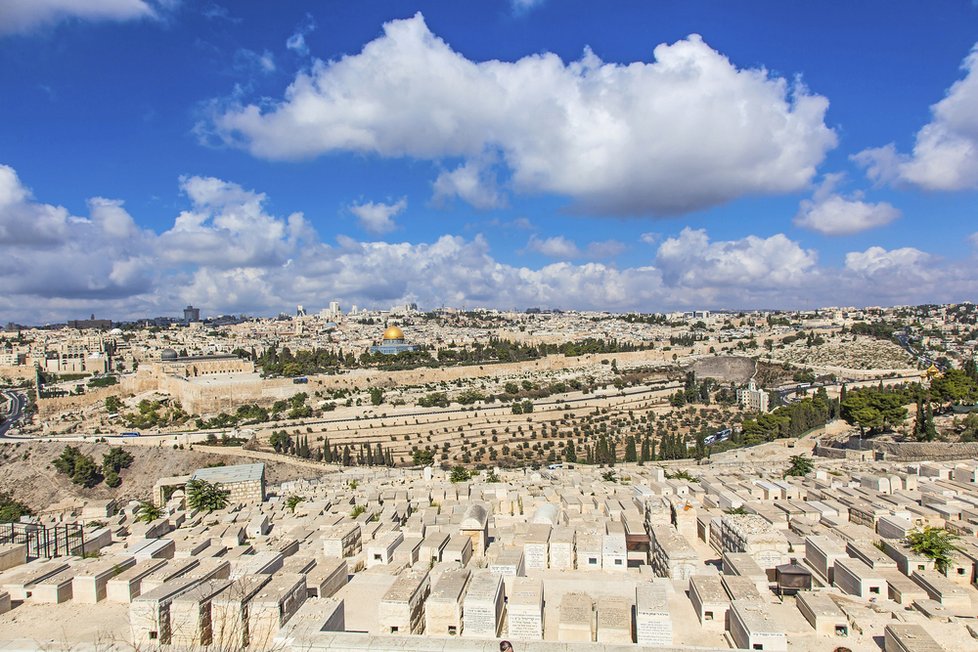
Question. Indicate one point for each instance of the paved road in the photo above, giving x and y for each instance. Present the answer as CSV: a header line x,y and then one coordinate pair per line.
x,y
196,435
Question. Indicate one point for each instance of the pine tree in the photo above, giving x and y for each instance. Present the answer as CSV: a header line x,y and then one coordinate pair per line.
x,y
919,425
930,430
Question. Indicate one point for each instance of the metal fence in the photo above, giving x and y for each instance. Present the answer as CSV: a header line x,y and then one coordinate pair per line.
x,y
45,541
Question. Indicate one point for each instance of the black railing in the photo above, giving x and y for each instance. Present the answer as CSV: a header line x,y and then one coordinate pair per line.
x,y
45,541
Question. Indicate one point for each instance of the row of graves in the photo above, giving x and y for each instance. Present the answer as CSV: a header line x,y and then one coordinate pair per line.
x,y
724,559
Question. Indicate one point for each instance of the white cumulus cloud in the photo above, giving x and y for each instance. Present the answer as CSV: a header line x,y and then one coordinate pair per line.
x,y
831,213
378,217
945,152
229,253
692,260
686,131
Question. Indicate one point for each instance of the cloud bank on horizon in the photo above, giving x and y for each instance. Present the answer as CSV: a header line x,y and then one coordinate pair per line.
x,y
685,132
227,252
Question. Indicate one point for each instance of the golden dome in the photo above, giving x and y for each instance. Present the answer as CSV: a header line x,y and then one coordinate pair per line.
x,y
393,333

# GIVEN TASK:
Arrange all of the data above as a Markdown table with two columns, Row and Line, giving each line its own numbered row and skipping blank lines. Leave the pictures out of the table.

# PROBLEM SOLUTION:
| Row | Line |
|---|---|
| 1 | Question. Indicate one point for each instance of the paved road in the photo above, giving x and y for each instance. Present the answer as CSV: a header line x,y and then one coordinate pair per line. |
| 2 | x,y |
| 3 | 196,435 |
| 4 | Question. Indicate one point for each instance of the pine tree in the photo above, giving x and y for each instance. Present the answer as CSV: a header line x,y and then one coordinate pair per line. |
| 5 | x,y |
| 6 | 919,425 |
| 7 | 930,430 |
| 8 | Question. Indicate one point for each instance of the metal fence in the photo above, giving x and y for each instance. Present the answer as CSV: a header line x,y and then one coordinate pair per line. |
| 9 | x,y |
| 10 | 45,541 |
| 11 | Question. Indicate one point for each instance of the black railing in the photo above, giving x and y for each instance. Present the answer as CSV: a header line x,y and then one coordinate pair per line. |
| 12 | x,y |
| 13 | 45,541 |
| 14 | Question. Indicate one point for each instance of the row of graves in the photo above, giving x and y for each instance. Present the answer as CSV: a header line x,y and then one coordinate pair per line. |
| 15 | x,y |
| 16 | 724,559 |
| 17 | Question. Indicate one point for each instance of the white cumulus cloud in the photo above, giving x and y for each instance. Present the answer as CSV: a header line x,y and then one coordinate pair per line. |
| 18 | x,y |
| 19 | 831,213 |
| 20 | 378,217 |
| 21 | 945,152 |
| 22 | 229,253 |
| 23 | 692,260 |
| 24 | 686,131 |
| 25 | Question. Indicate one point for each instance of the cloud bank on horizon in the photo above, giving x and y for each instance. Present the answer as CSV: a header line x,y and then one coordinate pair per line. |
| 26 | x,y |
| 27 | 685,132 |
| 28 | 227,252 |
| 29 | Question. Indicate one point for each instance of the golden dome in the photo above, giving x and y for each instance. Present the answer as CSV: a header line x,y and then one coordinate pair per line. |
| 30 | x,y |
| 31 | 393,333 |